___ Quoted text

Finite State Machines (FSMs) are the perfect stress test. Unlike matrix operations, FSMs have unpredictable memory access patterns, data-dependent control flow, and minimal arithmetic intensity. They represent a class of workloads where GPU programming is genuinely hard, exactly where the abstraction gap between Triton and CUDA matters most.
The Research
I implemented the same computational workloads in both Triton (Python) and CUDA (C++) across three domains:
- Finite State Automata: complex state machines with irregular memory access patterns
- Matrix Operations: standard GPU fare (MatMul, VecAdd) as baseline
- MLP Networks: structured neural network computations
Everything ran in a Dockerized environment (CUDA 12.6.2, PyTorch 2.5.1, Triton 2.3.1) with 70 automated tests ensuring correctness across all implementations. Benchmarks were run with multiple iterations and confidence intervals.
Key Findings
For structured workloads, Triton is competitive. Matrix operations run within 10-20% of CUDA performance, and vector addition achieves near-parity (<5% gap). The compiler's automatic optimization handles these patterns well.
For irregular workloads, the gap is dramatic. Hand-optimized CUDA achieves speedup over Triton on the ngAP (next-generation Aho-Corasick) pattern matching engine. CUDA also uses 20-30% less GPU memory across all workloads.
The development trade-off is real: Triton implementations require 40-60% fewer lines of code and dramatically reduce onboarding time for Python developers. The question isn't "which is better", it's "what do you need?"
Practical Implications
The results suggest a hybrid strategy:
- Prototype in Triton: faster iteration, easier debugging, good enough for research
- Optimize in CUDA: when production performance matters, especially for irregular workloads
- Regular workloads (matmul, attention): Triton is often sufficient; the compiler has matured significantly
This is consistent with what I observed in my other projects (Flash-Reasoning, Flash-SAE): Triton excels where the compiler's assumptions hold, and CUDA remains necessary when you need to exploit hardware behavior that the compiler can't reason about.

______
___ Entries

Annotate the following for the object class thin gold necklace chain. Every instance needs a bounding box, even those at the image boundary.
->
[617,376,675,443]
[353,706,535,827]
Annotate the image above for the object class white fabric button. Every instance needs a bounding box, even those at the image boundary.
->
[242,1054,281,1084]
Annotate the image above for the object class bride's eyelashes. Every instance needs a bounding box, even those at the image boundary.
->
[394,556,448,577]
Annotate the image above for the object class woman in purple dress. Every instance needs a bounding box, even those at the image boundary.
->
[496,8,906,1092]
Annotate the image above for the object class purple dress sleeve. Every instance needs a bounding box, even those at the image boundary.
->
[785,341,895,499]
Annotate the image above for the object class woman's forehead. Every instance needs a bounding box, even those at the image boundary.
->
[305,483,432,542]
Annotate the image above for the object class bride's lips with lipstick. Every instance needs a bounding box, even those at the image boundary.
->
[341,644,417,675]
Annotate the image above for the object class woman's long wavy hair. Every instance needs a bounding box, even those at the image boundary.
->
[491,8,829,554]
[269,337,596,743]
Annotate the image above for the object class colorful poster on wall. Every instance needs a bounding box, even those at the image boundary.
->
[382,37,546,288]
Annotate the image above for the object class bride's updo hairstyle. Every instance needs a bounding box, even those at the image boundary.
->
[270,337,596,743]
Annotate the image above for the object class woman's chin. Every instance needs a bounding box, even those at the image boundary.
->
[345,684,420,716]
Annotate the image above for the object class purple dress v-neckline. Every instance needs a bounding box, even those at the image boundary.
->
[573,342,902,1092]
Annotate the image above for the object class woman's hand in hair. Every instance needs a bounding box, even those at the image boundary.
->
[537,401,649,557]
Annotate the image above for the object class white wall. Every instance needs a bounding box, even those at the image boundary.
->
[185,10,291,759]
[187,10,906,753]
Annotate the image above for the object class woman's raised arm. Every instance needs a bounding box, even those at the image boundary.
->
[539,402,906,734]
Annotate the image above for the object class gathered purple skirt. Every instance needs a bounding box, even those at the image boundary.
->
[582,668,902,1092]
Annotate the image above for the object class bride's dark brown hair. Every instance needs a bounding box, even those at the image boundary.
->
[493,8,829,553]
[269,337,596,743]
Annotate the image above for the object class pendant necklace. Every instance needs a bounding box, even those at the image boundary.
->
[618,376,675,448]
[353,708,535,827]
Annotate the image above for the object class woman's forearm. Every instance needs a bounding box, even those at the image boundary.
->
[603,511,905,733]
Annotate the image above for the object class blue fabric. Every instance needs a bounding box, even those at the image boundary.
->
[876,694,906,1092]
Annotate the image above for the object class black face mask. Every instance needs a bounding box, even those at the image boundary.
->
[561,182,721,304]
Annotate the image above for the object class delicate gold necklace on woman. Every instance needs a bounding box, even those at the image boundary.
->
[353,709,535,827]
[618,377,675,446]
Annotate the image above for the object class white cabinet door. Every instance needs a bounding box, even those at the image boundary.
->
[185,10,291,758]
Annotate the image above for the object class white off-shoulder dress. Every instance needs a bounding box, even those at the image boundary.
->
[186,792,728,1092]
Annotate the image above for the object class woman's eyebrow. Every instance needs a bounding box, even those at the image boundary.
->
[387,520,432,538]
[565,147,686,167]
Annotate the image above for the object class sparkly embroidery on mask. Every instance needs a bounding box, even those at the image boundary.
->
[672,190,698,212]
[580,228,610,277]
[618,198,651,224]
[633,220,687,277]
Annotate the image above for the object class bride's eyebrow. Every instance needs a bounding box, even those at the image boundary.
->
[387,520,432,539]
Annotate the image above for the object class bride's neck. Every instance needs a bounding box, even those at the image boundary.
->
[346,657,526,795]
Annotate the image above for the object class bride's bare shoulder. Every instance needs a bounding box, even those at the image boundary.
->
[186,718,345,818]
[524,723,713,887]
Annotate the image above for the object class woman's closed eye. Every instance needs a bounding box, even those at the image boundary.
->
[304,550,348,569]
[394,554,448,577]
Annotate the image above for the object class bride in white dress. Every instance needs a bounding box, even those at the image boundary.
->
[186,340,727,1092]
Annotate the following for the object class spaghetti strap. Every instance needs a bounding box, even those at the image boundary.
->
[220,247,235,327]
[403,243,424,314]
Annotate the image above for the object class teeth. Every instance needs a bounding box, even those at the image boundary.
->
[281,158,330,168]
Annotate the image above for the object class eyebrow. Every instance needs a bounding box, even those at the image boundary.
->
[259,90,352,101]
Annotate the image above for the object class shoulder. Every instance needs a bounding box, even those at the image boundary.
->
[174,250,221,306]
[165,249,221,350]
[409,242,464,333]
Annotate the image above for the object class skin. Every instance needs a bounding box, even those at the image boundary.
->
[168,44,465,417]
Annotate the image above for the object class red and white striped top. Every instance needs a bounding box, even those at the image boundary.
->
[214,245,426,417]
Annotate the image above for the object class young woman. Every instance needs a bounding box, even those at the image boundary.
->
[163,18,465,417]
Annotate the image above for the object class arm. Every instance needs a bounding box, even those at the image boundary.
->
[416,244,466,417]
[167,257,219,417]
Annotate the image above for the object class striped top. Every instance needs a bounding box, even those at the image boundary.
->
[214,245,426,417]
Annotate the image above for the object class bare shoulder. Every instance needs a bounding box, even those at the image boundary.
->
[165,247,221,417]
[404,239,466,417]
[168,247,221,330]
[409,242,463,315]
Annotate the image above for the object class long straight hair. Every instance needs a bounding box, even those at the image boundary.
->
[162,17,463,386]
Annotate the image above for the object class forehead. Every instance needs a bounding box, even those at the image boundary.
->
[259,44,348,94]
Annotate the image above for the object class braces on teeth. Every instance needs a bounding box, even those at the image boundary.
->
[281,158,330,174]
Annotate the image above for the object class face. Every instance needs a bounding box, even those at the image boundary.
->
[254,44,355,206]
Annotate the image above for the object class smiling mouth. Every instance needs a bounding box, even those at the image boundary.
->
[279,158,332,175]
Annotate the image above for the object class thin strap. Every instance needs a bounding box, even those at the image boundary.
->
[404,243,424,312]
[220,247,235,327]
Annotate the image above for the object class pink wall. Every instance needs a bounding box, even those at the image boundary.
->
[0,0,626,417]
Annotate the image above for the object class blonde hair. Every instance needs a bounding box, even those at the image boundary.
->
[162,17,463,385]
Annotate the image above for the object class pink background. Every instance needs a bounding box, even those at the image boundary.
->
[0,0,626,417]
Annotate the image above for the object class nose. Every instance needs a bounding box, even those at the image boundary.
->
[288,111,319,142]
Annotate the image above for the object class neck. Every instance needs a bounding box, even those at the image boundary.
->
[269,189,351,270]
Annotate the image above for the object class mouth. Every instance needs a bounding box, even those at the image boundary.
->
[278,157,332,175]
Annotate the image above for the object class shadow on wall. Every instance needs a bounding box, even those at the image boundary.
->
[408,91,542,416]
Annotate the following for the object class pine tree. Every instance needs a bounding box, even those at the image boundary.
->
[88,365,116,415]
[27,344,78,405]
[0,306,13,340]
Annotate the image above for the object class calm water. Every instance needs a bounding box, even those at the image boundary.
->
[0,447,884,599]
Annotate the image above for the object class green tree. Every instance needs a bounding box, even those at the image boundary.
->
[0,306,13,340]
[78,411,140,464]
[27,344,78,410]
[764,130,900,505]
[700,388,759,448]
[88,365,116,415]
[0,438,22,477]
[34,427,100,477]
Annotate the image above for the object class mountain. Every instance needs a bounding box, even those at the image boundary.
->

______

*What is needed*:
From the Triton and CUDA comparison, copy out the stretch from "Finite State Machines" through "and confidence intervals.".

*Completed task*:
Finite State Machines (FSMs) are the perfect stress test. Unlike matrix operations, FSMs have unpredictable memory access patterns, data-dependent control flow, and minimal arithmetic intensity. They represent a class of workloads where GPU programming is genuinely hard, exactly where the abstraction gap between Triton and CUDA matters most.
The Research
I implemented the same computational workloads in both Triton (Python) and CUDA (C++) across three domains:
- Finite State Automata: complex state machines with irregular memory access patterns
- Matrix Operations: standard GPU fare (MatMul, VecAdd) as baseline
- MLP Networks: structured neural network computations
Everything ran in a Dockerized environment (CUDA 12.6.2, PyTorch 2.5.1, Triton 2.3.1) with 70 automated tests ensuring correctness across all implementations. Benchmarks were run with multiple iterations and confidence intervals.